Copy the items from the line with "Each instance of the car window" up to and including the line with "[1162, 708]", keeping every line. Add -49 to each coordinate in the answers.

(Location entries)
▽
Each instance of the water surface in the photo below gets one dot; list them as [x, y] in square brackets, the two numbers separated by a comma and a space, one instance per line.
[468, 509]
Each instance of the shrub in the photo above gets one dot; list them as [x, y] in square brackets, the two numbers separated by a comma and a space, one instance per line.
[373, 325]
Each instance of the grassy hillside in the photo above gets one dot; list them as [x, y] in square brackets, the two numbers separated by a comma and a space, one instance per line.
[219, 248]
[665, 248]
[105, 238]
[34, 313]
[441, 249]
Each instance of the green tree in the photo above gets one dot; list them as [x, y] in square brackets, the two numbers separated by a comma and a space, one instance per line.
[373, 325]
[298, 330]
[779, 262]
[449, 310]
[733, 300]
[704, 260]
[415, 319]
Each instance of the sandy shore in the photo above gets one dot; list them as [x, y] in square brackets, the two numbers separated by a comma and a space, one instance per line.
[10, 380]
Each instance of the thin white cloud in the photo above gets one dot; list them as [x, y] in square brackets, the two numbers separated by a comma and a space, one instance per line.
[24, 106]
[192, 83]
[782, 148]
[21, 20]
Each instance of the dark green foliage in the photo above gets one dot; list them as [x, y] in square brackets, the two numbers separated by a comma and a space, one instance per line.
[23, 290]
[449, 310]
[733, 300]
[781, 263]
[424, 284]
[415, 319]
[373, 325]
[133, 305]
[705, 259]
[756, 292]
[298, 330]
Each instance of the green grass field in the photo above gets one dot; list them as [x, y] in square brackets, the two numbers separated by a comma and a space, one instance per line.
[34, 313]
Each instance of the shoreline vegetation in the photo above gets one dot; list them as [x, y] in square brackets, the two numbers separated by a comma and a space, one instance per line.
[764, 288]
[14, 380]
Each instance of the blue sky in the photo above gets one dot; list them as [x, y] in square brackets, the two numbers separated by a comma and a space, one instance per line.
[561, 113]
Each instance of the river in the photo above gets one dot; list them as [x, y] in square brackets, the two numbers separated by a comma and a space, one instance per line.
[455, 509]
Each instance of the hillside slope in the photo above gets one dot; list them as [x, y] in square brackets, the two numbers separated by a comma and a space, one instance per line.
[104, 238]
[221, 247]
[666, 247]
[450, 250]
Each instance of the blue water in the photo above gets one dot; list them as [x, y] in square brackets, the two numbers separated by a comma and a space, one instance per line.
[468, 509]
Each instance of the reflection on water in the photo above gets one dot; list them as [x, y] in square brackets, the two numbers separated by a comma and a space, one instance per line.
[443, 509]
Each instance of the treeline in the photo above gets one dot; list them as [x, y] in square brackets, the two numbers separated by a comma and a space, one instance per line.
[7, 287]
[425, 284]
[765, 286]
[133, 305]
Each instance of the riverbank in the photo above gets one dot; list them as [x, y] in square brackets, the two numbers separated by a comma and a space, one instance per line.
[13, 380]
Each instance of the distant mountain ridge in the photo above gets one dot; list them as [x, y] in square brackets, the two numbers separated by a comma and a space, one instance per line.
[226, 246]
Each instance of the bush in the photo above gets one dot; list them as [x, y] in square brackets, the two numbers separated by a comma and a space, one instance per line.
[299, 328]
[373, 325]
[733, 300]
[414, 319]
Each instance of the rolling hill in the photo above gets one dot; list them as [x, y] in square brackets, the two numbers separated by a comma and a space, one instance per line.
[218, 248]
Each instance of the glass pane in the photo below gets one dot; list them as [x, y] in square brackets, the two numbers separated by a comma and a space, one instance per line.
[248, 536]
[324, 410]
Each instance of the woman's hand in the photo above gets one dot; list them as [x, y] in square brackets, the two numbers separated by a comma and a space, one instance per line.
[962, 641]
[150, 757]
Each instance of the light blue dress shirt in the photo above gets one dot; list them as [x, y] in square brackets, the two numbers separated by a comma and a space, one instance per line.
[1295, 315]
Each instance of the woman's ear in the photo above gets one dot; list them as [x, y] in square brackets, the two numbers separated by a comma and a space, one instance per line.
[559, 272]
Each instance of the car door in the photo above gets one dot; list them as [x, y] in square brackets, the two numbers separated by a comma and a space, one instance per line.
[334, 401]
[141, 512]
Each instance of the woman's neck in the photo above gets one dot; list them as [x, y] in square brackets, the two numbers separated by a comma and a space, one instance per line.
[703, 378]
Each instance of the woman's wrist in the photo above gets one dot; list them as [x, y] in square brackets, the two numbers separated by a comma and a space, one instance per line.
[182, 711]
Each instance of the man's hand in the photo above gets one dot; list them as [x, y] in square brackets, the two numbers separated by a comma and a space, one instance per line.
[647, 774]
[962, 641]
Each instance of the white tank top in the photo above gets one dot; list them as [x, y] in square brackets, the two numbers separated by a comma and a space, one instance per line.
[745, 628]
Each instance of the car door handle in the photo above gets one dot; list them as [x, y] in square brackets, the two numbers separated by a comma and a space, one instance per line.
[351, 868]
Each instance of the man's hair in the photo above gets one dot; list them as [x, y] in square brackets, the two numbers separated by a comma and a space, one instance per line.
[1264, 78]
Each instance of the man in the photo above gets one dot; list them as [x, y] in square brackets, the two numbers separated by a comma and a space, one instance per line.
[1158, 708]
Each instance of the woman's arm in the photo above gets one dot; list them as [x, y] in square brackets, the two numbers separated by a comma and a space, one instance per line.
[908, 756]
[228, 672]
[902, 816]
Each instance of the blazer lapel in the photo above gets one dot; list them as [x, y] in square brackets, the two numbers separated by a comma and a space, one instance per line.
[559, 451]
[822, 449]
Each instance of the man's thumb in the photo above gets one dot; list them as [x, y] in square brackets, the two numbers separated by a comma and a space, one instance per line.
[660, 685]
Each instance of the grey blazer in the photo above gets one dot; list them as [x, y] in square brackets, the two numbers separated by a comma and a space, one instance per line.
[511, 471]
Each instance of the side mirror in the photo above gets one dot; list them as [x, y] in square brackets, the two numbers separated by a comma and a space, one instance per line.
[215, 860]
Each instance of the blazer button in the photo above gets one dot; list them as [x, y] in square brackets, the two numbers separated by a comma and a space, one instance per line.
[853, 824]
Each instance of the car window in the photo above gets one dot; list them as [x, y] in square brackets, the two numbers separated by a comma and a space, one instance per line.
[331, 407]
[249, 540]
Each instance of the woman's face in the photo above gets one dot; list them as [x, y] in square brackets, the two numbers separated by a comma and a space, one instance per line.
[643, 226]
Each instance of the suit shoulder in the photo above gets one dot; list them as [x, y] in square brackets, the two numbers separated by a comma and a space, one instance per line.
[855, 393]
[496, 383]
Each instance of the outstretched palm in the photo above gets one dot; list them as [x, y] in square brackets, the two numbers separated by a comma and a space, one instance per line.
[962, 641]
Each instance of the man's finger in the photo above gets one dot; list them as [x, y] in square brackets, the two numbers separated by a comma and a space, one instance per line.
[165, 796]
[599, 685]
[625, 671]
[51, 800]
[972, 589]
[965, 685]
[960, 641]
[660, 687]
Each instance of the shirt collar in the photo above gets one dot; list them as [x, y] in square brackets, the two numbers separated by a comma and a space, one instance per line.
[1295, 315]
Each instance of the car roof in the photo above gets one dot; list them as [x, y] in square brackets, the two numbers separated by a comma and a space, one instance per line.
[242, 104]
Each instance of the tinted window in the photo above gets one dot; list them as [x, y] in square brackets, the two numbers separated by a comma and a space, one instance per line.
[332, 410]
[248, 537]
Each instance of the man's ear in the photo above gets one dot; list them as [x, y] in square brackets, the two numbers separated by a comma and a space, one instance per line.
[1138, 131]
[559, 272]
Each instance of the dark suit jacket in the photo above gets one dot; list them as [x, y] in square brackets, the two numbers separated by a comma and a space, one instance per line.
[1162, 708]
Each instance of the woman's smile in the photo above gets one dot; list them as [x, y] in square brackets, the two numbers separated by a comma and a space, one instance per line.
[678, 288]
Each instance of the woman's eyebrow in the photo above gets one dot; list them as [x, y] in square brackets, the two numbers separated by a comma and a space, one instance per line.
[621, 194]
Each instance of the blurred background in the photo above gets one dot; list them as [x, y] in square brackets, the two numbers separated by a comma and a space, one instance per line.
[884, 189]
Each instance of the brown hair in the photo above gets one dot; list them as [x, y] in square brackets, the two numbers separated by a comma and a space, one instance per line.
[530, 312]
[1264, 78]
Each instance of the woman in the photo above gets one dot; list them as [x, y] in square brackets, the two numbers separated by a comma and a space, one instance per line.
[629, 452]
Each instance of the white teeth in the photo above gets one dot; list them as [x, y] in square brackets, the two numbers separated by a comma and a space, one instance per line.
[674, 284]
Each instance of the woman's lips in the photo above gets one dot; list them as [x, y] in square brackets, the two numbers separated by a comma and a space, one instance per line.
△
**TASK OUTPUT**
Each instance of the car window in the photo above gets one dot; list them as [x, y] in square brackets, the two numbers separated by a comma and a space, one instance per line.
[282, 358]
[200, 491]
Each instance of the woman's face in the photo above gets one dot; list them as [x, y] in square brackets, the two numbers separated by a comma and a space, one instance per line.
[594, 177]
Each instance of the suit shoulder in the photo above gets one dot; list them as [x, y] in square brackets, the two numbers separated by a comma and a space, one instance per line.
[806, 344]
[447, 334]
Each instance of the outstretched palm in the photo above gets one dot; list them as [x, y] in square brackets, the two numbers separated by a comma and a space, one instance per line.
[913, 592]
Each instance of the man's finger in the photo above gets one dot; list them as [x, y] in square brackets, the two numbers separated by a comma and a space, one instance per line.
[116, 747]
[550, 636]
[576, 622]
[2, 751]
[923, 540]
[916, 636]
[911, 592]
[611, 638]
Each instance of the shirt collar in the photo above gets one dot; list them as [x, y] in square brackets, the two numbers separated by a comma and a space, one instance per line.
[1246, 266]
Each instance of the car roof in the photo above gets one dot; list them as [x, y] in square brackets, the two numbers separated by a comma and a space, one instance per line.
[193, 55]
Each instance of the tinted window in the photo above gets one dot; list them as [x, y] in square brackets, the two numbers separated by a comma and a space, one instance per line.
[283, 361]
[199, 488]
Each instance of the man's ear in the photo above gets one dot; list them as [x, y] in square brackets, the two numbers separated by a comma and a space, one instance per line.
[1089, 82]
[510, 223]
Each instance of the dark suit jacket in the photo above gets one dot; list them as [x, y] in square brackets, the two numbers separated by a comma and a space, one instance per line.
[1113, 659]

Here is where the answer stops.